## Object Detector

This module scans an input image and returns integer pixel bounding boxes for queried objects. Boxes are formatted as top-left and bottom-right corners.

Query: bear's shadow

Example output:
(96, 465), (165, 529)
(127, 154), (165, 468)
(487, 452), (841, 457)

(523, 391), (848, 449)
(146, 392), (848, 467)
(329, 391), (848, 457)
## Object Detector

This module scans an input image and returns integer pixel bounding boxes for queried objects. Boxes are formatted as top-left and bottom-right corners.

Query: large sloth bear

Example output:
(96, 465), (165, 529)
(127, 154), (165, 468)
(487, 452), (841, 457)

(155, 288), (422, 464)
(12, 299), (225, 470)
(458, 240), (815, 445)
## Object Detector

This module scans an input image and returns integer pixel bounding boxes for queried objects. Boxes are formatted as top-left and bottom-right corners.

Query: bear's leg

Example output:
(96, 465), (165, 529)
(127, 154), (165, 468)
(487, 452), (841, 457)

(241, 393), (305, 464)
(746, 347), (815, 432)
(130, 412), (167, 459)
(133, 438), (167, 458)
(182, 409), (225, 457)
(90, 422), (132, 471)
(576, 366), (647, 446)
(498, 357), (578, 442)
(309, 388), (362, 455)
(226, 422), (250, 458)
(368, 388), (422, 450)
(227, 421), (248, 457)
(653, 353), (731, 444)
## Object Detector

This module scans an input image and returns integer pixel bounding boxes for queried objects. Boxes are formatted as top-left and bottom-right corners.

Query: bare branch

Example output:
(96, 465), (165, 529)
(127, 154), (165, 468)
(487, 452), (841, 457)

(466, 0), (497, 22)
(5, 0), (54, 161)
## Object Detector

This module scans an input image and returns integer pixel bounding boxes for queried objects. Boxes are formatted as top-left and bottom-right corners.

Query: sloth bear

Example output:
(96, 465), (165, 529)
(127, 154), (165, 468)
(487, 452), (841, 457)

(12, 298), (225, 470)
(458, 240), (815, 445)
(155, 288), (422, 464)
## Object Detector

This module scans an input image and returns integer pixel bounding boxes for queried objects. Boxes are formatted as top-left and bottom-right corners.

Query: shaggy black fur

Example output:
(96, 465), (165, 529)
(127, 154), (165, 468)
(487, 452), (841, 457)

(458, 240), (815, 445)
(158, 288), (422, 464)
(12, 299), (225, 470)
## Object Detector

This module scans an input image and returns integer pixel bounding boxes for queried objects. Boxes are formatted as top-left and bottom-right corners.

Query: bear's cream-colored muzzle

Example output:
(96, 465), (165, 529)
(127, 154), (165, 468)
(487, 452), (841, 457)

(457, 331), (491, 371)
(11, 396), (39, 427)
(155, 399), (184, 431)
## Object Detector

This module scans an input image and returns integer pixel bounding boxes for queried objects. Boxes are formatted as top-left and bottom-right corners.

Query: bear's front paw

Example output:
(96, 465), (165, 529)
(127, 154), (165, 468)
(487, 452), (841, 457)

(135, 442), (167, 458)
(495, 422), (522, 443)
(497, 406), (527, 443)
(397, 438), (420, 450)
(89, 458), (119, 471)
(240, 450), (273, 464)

■ **Required action**: Copy out the whole listing, exactly as written.

■ **The completed task**:
## Object Detector

This module scans an input image and returns integer pixel bounding boxes for queried objects. Boxes are formatted as top-left and bottom-right corners.

Query: bear's shadow

Example output:
(96, 465), (165, 529)
(127, 154), (165, 468)
(487, 452), (841, 457)

(523, 391), (848, 449)
(146, 392), (848, 467)
(329, 391), (848, 457)
## Object Detector

This module scans an input image and returns integer pixel bounding boxes for queried objects. Boxes are formatted as top-left and bottom-right corners.

Query: large sloth bear

Example output:
(96, 465), (165, 529)
(127, 154), (165, 468)
(487, 452), (841, 457)

(155, 288), (422, 464)
(12, 299), (225, 470)
(458, 240), (815, 445)
## Object Detector

This module scans an input image and returns integer pixel bounding boxes for queried objects. Boxes are formatted as top-left and bottom-right corners.

Query: bear's leg

Example output:
(96, 465), (165, 529)
(127, 154), (165, 468)
(487, 452), (841, 457)

(241, 393), (305, 464)
(746, 347), (815, 432)
(130, 412), (167, 459)
(133, 438), (167, 458)
(182, 409), (225, 457)
(90, 422), (132, 471)
(576, 366), (647, 446)
(498, 357), (578, 442)
(309, 388), (362, 455)
(226, 422), (250, 458)
(368, 388), (422, 450)
(227, 421), (248, 457)
(653, 353), (731, 444)
## Object Detector

This module scans an input image and returns integer pixel bounding boxes for queried objects. Boxes are formatted as top-left and bottom-right corners.

Query: bare branch

Example output:
(96, 465), (165, 529)
(127, 154), (165, 468)
(487, 452), (841, 457)

(466, 0), (497, 22)
(5, 0), (54, 161)
## Object Detector

This module scans an input image and returns integer pixel bounding boxes for queried objects. Boxes are formatted as top-left and bottom-right corners.

Query: sloth bear

Example output:
(96, 465), (165, 529)
(127, 154), (165, 468)
(487, 452), (841, 457)

(12, 298), (225, 470)
(458, 240), (815, 445)
(155, 288), (422, 464)
## Object Detector

This module scans an input image and returns integer pixel bounding boxes for queried objects. Boxes are formatted as top-left and bottom-right corners.

Query: shaggy black fur

Example output:
(96, 465), (165, 529)
(127, 154), (165, 468)
(487, 452), (841, 457)

(458, 240), (815, 445)
(158, 288), (422, 464)
(12, 299), (225, 470)
## Object Detector

This module scans an input image and returns integer pixel bounding boxes for queried objects. Boxes are formatted as top-left and bottom-right corners.

Query: bear's cream-colored muzzle

Example output:
(96, 465), (165, 529)
(127, 154), (165, 468)
(487, 452), (841, 457)

(457, 331), (491, 371)
(11, 396), (39, 427)
(155, 399), (184, 431)
## Object Detector

This module scans an input image and returns integer pixel bounding boxes for queried objects. Boxes are formatted as top-left and bottom-right corners.

Query: bear's front paw

Example output:
(96, 465), (165, 529)
(127, 154), (165, 468)
(487, 452), (841, 457)

(135, 442), (167, 458)
(495, 422), (522, 443)
(497, 406), (527, 443)
(397, 438), (420, 450)
(89, 458), (119, 471)
(240, 450), (273, 464)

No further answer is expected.